Edit the material below so that "marker" becomes "pin", leaving everything else the same.

▸ **Recorded information**
--- Start ---

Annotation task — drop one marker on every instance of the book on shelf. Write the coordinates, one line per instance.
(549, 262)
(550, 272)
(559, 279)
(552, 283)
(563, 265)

--- End ---

▸ **Result**
Annotation task — drop one pin on every instance of the book on shelf. Write the coordinates, one line per instance.
(549, 262)
(550, 272)
(559, 279)
(552, 283)
(563, 265)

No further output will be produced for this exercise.